Was hat es mit Microsoft Dynamics ERP auf sich? Das ist die Frage, die sich Analyst Joshua Greenbaum schon seit einiger Zeit stellt. Der Branchenanalyst, der den Enterprise-Markt seit vielen Jahren als Gründer von Enterprise Applications Consulting verfolgt, stellte das Engagement von Microsoft für die Dynamics-ERP-Produktsuite in einem Blog-Beitrag im Juni 2017 in Frage.
Während Greenbaum einräumt, dass Microsoft mit seiner Azure-Plattform und Office 365 Fortschritte in der Unternehmenswelt macht, bewahrt es Stillschweigen über seine ERP- und CRM-Suite. Dabei konkurrieren die Produkte eigentlich „ganz oben mit den Besten der Besten“.
Microsoft verpasst nach Ansicht des Analysten eine riesige Chance, da Kunden zunehmend ERP-Systeme in die Cloud verlagern. Die Vorstellung, dass Microsoft diesen potenziellen Vorteil vergeudet, „ist nicht nur seltsam, sondern auch tragisch“.
Mangelnde Führungsstärke
Was passiert mit Microsoft Dynamics ERP? Ist Microsoft auf lange Sicht ausreichend am ERP-Markt vertreten? Wenn nicht, warum scheint es, dass Microsoft eine solide Anzahl an Cloud-ERP-Produkten in einem Marktsegment verschwendet, was der Konkurrenz nutzt?
Eine Erklärung könnte sein, dass es einen Mangel an Führungsstärke bei Microsoft gibt, so dass Microsoft Dynamics ERP das Nachsehen hat, während andere Produkte den Löwenanteil der Aufmerksamkeit erhalten.

• [Material]:
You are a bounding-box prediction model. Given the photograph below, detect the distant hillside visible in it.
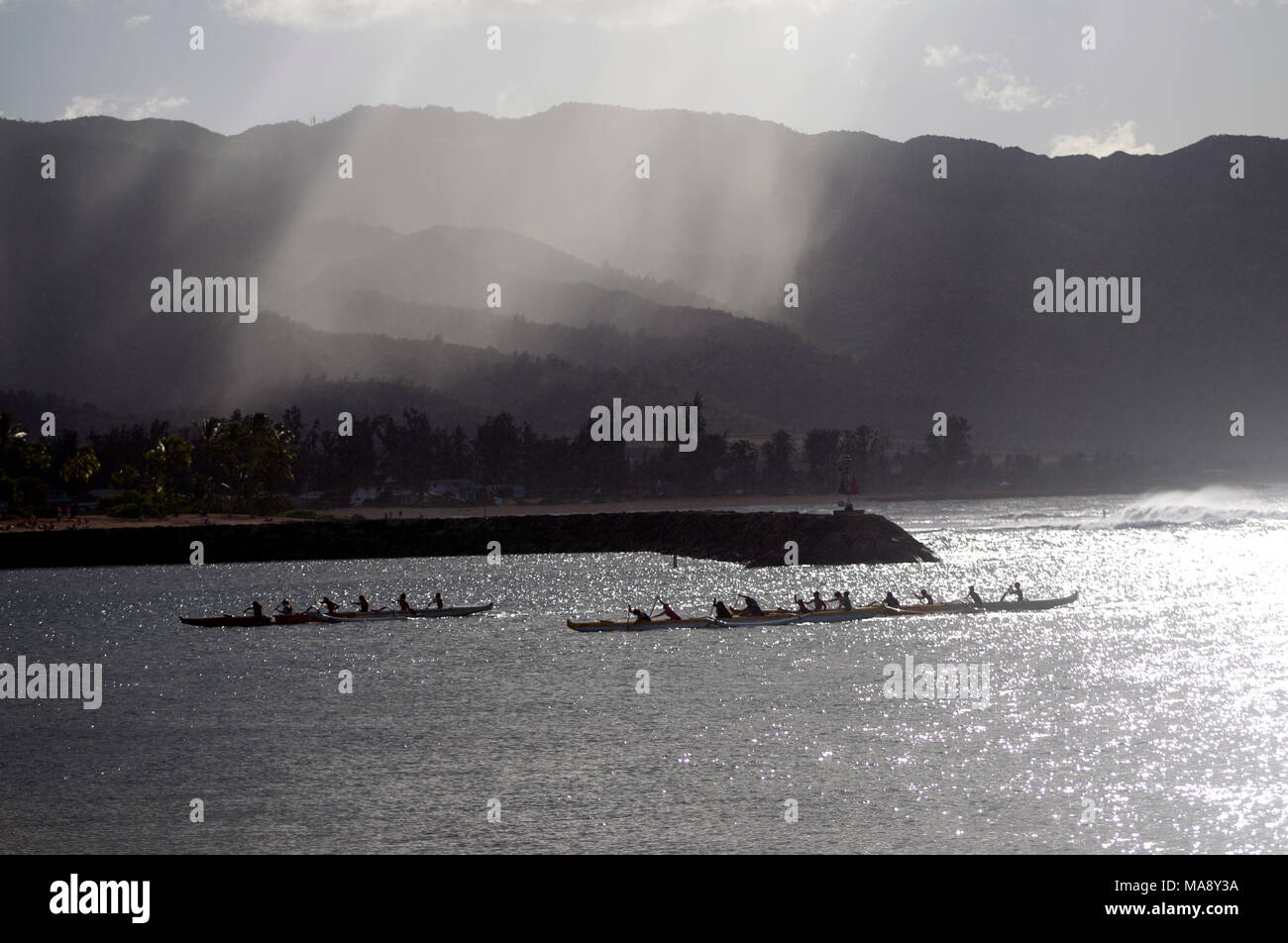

• [Aufgabenstellung]:
- 1) Beantworten Sie anhand des Textauszugs über Microsoft Dynamics ERP die folgenden Fragen:
(a) Wann und in welcher Form stellte Joshua Greenbaum das Engagement von Microsoft für die Dynamics-ERP-Produktsuite in Frage?
(b) Mit welchen beiden Angeboten macht Microsoft laut Greenbaum Fortschritte in der Unternehmenswelt?
(c) Welche mögliche Erklärung nennt der Abschnitt „Mangelnde Führungsstärke“ dafür, dass Microsoft Dynamics ERP das Nachsehen hat?
- 2) Schreiben Sie aus dem Textauszug über Microsoft Dynamics ERP den Abschnitt ab, der mit den Worten „Eine Erklärung könnte“ beginnt und mit „der Aufmerksamkeit erhalten.“ endet.
- 3) Führen Sie den Textauszug über Microsoft Dynamics ERP im Anschluss an seinen letzten Satz weiter.

• [Lösungen]:
- 1)
(a) Im Juni 2017, in einem Blog-Beitrag.
(b) Mit der Azure-Plattform und Office 365.
(c) Bei Microsoft könnte es einen Mangel an Führungsstärke geben.

- 2)
Eine Erklärung könnte sein, dass es einen Mangel an Führungsstärke bei Microsoft gibt, so dass Microsoft Dynamics ERP das Nachsehen hat, während andere Produkte den Löwenanteil der Aufmerksamkeit erhalten.

- 3)
In einem Interview bestätigte Greenbaum, dass die Ignite 2017 die Aussichten für Dynamics etwas verbessert haben, insbesondere für die CRM-Produkte. Doch das Fehlen einer klaren Top-Down-Strategie für Microsoft Dynamics ERP sei immer noch offensichtlich, selbst wenn Microsoft das Cloud-basierte Angebot Dynamics 365 forciert. Im Allgemeinen plädierte Microsoft Vice President James Phillips, Leiter der Business Applications Group, für Synergien zwischen Dynamics 365 und anderen Produkten, wie LinkedIn, aber die Führung scheint noch immer zu fehlen.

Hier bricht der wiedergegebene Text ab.